Given passage:

┌────────

Myocardial infarction is the medical name for a heart attack. Heart attacks occur when the flow of blood to the heart becomes blocked. They can cause tissue damage and can even be life-threatening.
- The heart requires its own constant supply of oxygen and nutrients, like any muscle in the body.
- The heart has three coronary arteries, two of them large, branching arteries that deliver oxygenated blood to the heart muscle.
- If one of these arteries or branches becomes blocked suddenly, a portion of the heart is starved of oxygen, a condition called "cardiac ischemia."
- If cardiac ischemia lasts too long, the starved heart tissue dies. This is a heart attack
Symptoms of myocardial infarction:
In many cases there may be no symptoms, but 25% of the heart attacks show symptoms. Treating the symptoms at correct time can always rescue patients. Symptoms may include:
- Tightness in the chest
- Pain in the chest, back, jaw, and other areas of the upper body that lasts more than a few minutes or that goes away and comes back (this may be the most early sign of heart attack)
- Shortness of breath
- Fast heart rate
Diagnosis of myocardial infarction:
- Physical test of the heart beat is the primary test which is done to know if the heart is working properly.

└────────

Information supplied:
┌────────

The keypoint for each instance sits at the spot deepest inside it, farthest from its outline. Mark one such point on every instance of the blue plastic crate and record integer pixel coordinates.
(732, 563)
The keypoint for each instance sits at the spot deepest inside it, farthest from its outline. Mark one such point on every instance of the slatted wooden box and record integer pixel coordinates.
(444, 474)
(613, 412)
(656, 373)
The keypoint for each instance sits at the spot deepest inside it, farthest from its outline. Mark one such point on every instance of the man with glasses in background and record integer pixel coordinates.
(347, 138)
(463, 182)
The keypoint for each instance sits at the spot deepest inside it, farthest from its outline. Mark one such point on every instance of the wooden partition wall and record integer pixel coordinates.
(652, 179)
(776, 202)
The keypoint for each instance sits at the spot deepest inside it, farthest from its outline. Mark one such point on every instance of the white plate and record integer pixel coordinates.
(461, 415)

└────────
┌────────

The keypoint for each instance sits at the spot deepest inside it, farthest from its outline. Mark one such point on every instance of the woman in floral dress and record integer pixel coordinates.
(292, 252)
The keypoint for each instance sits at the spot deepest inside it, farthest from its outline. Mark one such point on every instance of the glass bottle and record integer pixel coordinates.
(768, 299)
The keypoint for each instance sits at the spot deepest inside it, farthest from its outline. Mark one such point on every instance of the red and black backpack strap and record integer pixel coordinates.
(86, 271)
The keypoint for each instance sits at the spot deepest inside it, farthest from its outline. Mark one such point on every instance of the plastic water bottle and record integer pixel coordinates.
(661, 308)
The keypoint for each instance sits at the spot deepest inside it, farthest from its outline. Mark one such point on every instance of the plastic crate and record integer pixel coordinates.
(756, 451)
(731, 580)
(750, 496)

└────────

Assignment: List every symptom of myocardial infarction that the passage on heart attacks names.

Exercise result:
- Tightness in the chest
- Pain in the chest, back, jaw, and other areas of the upper body that lasts more than a few minutes or that goes away and comes back
- Shortness of breath
- Fast heart rate